◆ Problem description
Extend the Mood Indigo profile of Sarah Sanders below with the paragraphs that come next after its final sentence.

◆ Source excerpt
▼

MOOD INDIGO

June 15, 2016
by
13 mins read

Sarah Sanders meets me at the door. Within seconds I encounter Mama Blue. The moment Sanders and I walk inside a Starbucks in the suburban DMZ that is Lakewood, someone recognizes her.

“Mama Blue!”

Before Sanders can order her standard drink – “venti iced caramel macchiato with seven shots” – she is pulled aside by her adoring public. While this could be a false alarm – the person who spotted Sanders is equal parts old friend and fan – it seems like a fittingly dazzling introduction in this innocuous venue. Decked out in oversize sunglasses, faded black jeans, her hair bloomed out in a voluminous style, and a shirt emblazoned with Kermit the Frog’s smiling face, Sanders cuts a striking figure.

“This is the last of the great neighborhoods,” she says as we settle into the last available two-seat table on the far side of the barista station, hidden from the lunchtime racket. ‘Shop local’ guilt initially tinged the plan to meet here. “Is this tacky?” she asked. But Riverside and Avondale could be distracting, not so much by adoring fans, rather by friends and other musicians stopping by to chat. “I’ve got to be me and I feel like I’m personable,” she says, laughing, “but there’s a reason I’m not on Facebook all of the time.”

▲

◆ Records supplied
▼

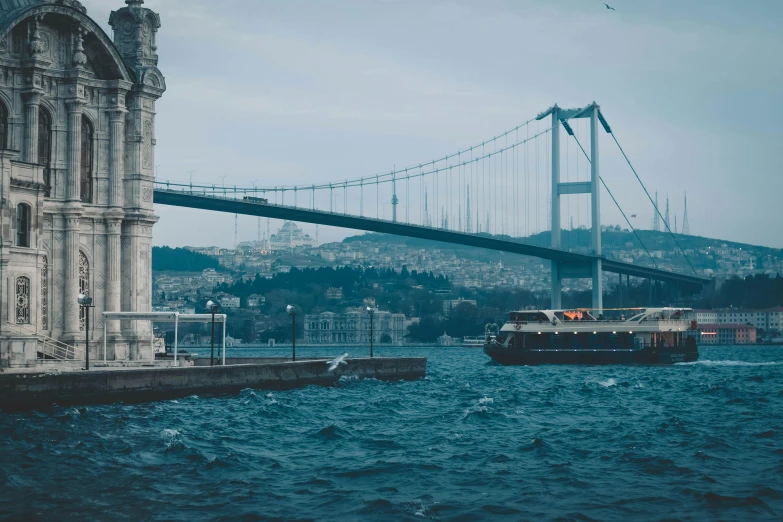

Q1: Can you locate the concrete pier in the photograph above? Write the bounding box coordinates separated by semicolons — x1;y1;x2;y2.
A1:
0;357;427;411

▲
▼

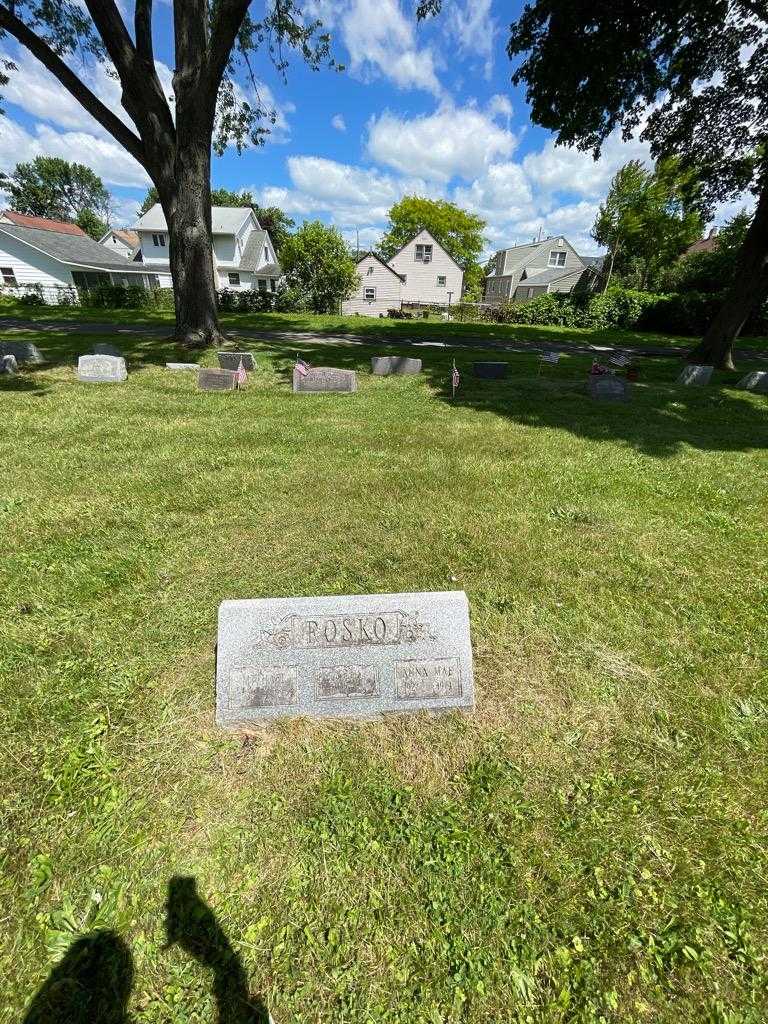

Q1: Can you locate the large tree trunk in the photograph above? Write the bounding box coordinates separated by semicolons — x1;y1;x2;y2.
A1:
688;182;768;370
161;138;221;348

▲
▼

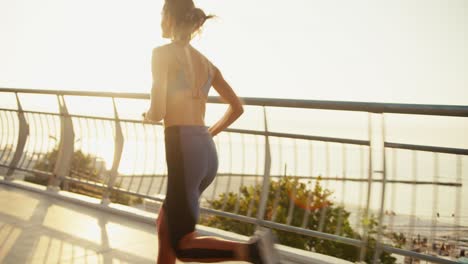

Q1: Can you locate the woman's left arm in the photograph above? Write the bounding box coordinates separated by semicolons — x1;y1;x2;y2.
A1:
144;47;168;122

▲

◆ Exercise response
Tomorrow she flies to New Jersey for the Riverview Jazz Festival. Held in Jersey City, Hoboken and the surrounding burgs, the scheduling of the eight-day festival seems focused on Jersey-based heavyweights like Cuban band Típica 73 and drummer Winard Harper, along with up and comers – like Mama Blue. While she might not be filling her FB feed with a promotional assault, she may not need to – she landed the festival gig via word of mouth.

“Tourists come from everywhere and if you make an impression on them they go home and talk about you. It’s ironic because this person came down and saw me and she had a friend, who had a friend … six degrees of separation, this is how it rolls.” A friend and former Douglas Anderson School of the Arts (DA) student named Natalie Miniard, now a successful realtor in Jersey City, is connected to the jazz festival and organizes concerts in the area. “This tourist knew her, and saw me, and now I’m playing the festival.”

The gig came about so quickly that her band already had other plans. So she’s hooked up with a keyboard accompanist. “I gotta keep their name on the ‘DL’ because they’re blowing off another gig,” she laughs. The gig is her first time visiting New Jersey, her first real trip to NYC other than shopping in Chinatown for a fake Louis Vuitton purse. She’s excited for the possibilities the trip could bring. “Natalie once had Rachel Platten perform and three days later Platten’s signed to Columbia. So who knows? Maybe some of that will roll off on me.”

Before meeting, we settled on ground rules typical for interviews (“you gotta tell me whatever’s off the record”) but one question lingers: Who is being profiled, Sarah Sanders – or Mama Blue? “This is all her thing,” she says, taking a sip and waving a hand. “Like that gal we met in the front, and speaking with her? That was total Mama Blue at work. I’m an introvert and she helps me deal with people. If I could be Mama Blue all day, every day, I’d be so happy. But I can’t.”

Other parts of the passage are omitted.